### TASK BRIEF
Count the lines in the material below that contain the string "power", treating uppercase and lowercase as different. Reply with the number alone.

### GIVEN ENTRIES
>> BEGIN

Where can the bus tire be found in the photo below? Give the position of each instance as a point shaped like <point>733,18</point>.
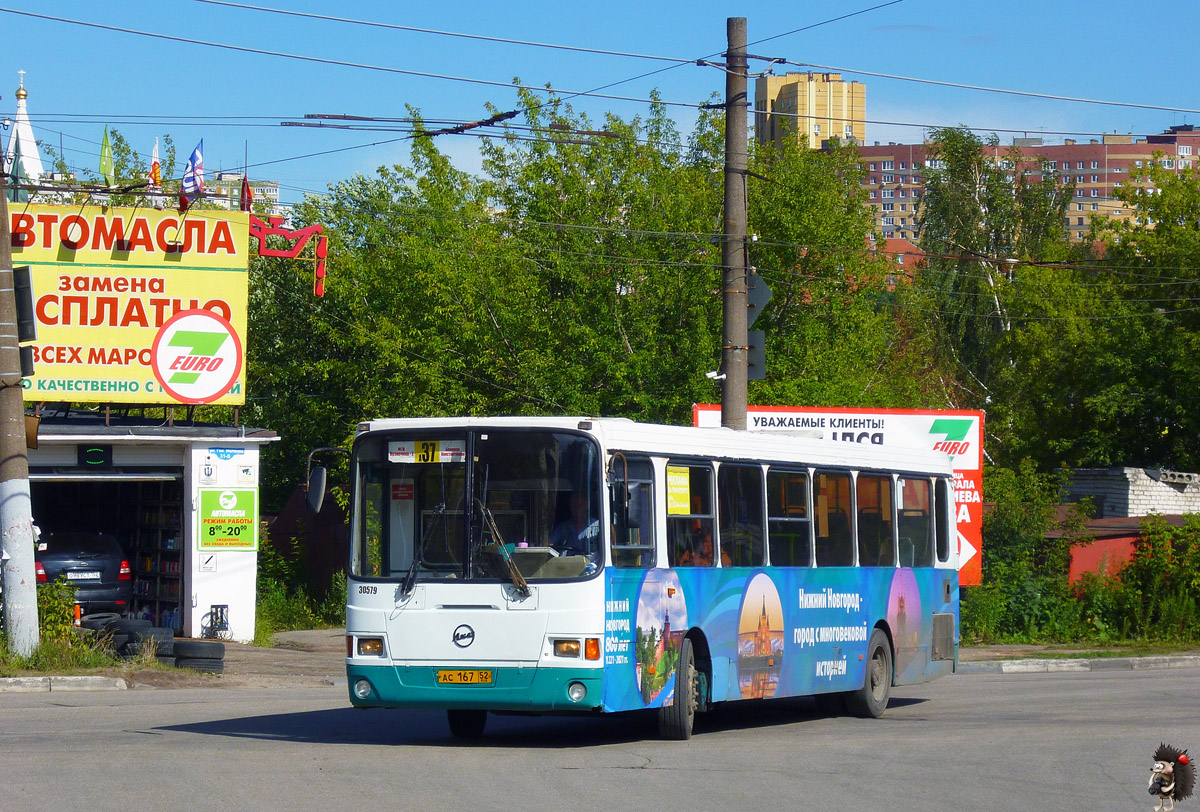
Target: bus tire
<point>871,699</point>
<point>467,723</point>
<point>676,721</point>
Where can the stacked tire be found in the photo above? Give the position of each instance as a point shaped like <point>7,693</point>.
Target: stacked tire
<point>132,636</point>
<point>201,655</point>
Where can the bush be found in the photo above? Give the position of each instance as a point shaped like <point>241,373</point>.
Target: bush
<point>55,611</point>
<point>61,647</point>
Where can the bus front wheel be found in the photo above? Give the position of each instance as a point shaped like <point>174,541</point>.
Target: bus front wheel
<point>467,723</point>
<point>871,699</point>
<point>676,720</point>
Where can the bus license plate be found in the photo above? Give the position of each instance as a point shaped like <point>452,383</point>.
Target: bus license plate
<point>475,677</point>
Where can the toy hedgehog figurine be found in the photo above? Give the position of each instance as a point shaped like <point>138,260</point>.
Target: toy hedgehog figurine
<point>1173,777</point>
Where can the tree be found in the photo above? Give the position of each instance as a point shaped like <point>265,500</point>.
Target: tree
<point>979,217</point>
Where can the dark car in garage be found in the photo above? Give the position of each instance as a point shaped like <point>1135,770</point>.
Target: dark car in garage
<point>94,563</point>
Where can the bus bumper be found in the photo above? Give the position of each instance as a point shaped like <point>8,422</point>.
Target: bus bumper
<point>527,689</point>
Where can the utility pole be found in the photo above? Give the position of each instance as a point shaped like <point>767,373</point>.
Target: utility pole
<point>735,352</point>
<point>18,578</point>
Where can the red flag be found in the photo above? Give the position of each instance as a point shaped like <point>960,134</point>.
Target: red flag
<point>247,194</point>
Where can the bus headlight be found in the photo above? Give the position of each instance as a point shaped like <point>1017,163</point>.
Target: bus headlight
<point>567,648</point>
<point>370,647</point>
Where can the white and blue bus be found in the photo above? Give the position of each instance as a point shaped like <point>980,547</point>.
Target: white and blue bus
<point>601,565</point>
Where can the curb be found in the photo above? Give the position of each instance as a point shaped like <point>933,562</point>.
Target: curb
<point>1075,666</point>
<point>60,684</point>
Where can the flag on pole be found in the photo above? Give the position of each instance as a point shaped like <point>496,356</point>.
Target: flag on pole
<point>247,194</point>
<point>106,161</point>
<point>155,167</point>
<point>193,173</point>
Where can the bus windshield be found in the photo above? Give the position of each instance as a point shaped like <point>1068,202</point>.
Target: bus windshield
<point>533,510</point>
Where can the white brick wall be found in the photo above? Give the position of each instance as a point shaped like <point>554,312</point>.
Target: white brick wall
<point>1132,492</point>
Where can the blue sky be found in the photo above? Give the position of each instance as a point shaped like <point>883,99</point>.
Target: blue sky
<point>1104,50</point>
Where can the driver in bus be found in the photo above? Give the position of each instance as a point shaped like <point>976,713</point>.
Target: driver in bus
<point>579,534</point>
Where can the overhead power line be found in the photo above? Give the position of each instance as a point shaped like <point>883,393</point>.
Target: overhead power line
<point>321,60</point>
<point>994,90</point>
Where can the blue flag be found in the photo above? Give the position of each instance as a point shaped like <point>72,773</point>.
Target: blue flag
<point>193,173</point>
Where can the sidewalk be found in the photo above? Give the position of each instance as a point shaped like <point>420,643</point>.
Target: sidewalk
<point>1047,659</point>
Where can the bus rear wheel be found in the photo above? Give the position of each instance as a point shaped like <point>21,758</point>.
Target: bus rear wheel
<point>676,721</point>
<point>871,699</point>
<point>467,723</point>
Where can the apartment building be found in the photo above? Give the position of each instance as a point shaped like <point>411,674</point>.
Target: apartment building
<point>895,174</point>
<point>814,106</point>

>> END
>> BEGIN

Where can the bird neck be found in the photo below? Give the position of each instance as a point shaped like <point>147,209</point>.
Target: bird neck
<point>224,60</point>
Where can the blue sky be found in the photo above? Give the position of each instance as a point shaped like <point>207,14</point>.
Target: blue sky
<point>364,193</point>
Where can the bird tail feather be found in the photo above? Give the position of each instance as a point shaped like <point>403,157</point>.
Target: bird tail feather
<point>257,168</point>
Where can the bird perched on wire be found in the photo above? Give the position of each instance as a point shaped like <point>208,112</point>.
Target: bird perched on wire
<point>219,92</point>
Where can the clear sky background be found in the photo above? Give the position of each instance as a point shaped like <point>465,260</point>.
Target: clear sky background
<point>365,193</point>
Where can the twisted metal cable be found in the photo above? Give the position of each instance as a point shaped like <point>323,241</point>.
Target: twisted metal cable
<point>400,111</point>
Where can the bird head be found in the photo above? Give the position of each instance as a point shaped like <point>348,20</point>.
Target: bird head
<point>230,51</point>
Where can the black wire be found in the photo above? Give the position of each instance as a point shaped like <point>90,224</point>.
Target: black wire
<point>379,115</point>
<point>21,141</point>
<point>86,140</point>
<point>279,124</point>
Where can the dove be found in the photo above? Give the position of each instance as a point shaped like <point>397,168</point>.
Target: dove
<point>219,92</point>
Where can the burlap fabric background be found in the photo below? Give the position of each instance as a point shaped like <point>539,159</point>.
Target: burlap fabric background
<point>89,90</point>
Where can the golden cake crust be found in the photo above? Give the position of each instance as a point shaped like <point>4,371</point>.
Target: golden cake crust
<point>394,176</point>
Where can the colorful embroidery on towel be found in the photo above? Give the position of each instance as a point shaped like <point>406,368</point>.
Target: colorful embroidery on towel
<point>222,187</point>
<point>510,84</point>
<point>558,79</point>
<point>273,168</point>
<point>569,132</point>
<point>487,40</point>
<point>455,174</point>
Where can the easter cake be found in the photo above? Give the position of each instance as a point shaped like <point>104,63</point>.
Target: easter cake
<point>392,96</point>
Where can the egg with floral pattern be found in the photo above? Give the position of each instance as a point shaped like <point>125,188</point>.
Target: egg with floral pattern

>> END

### RESULT
2